Stored data:

-- Start --

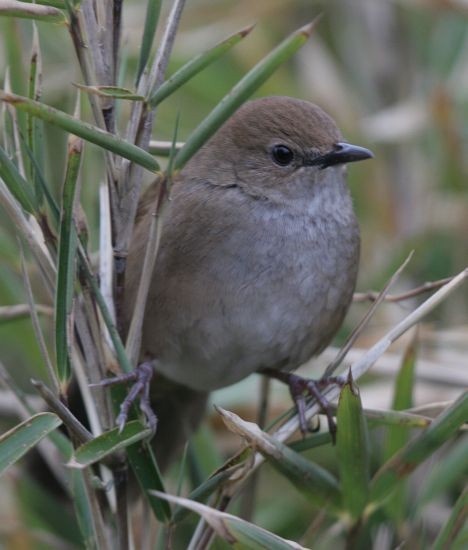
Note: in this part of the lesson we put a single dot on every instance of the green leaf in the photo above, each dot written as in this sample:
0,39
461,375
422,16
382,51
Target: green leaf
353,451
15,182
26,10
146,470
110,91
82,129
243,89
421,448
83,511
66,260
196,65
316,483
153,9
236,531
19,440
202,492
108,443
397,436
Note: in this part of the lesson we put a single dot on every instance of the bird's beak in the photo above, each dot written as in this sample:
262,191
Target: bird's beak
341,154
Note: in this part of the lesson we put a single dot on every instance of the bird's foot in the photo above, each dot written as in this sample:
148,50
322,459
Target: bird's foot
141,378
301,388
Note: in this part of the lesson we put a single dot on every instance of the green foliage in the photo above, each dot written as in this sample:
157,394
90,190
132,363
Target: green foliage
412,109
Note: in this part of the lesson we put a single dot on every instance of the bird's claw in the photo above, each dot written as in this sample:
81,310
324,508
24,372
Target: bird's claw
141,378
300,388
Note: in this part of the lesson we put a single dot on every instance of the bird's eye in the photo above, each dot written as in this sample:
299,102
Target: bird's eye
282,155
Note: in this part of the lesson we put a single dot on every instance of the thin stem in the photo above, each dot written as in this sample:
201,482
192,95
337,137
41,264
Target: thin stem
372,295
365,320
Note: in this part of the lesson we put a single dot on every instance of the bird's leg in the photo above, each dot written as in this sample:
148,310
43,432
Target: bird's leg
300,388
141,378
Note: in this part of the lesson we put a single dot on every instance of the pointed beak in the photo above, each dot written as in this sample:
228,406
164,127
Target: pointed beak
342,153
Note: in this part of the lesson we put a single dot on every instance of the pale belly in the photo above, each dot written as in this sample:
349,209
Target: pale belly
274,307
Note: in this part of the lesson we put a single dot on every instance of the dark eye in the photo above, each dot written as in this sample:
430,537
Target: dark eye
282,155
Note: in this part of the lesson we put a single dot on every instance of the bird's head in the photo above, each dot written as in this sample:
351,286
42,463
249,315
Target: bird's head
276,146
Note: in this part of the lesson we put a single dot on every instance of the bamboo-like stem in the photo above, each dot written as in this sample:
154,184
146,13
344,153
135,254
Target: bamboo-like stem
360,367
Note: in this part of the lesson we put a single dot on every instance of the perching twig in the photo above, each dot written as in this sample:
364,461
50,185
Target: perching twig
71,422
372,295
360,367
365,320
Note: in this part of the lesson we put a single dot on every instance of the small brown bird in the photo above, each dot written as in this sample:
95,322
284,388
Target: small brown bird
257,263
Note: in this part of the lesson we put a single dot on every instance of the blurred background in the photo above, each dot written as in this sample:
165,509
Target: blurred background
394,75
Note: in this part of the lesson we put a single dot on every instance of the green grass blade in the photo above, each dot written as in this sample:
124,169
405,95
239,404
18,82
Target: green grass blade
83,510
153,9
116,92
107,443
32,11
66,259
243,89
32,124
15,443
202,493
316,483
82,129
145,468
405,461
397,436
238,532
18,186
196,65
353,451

-- End --
-- Start --

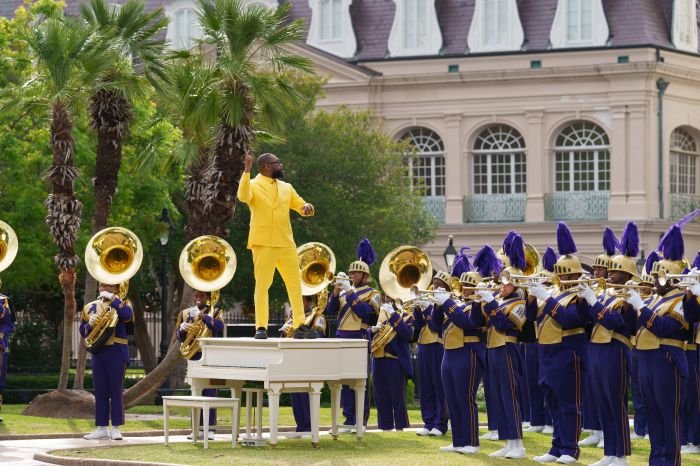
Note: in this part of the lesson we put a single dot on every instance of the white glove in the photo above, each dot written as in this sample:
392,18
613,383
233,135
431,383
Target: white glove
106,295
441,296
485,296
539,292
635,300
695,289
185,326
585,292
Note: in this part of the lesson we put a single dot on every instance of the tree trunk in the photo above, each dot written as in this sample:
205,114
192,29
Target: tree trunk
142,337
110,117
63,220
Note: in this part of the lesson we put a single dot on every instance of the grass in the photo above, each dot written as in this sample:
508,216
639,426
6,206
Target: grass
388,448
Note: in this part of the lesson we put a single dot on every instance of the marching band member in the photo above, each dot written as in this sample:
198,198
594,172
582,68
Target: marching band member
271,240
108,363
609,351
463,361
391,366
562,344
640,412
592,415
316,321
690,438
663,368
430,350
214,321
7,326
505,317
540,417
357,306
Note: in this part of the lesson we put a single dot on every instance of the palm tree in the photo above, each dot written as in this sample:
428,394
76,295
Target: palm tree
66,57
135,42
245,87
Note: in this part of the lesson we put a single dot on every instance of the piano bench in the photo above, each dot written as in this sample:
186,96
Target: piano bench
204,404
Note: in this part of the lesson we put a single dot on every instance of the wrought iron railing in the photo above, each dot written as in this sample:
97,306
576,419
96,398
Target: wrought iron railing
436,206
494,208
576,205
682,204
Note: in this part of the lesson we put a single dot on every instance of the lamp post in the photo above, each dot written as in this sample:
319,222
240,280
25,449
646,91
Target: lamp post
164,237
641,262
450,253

-- End --

• **GIVEN TASK**:
State how many lines of the items above contain the word "brown". Reply with the number alone.

• **SOLVED PROBLEM**:
2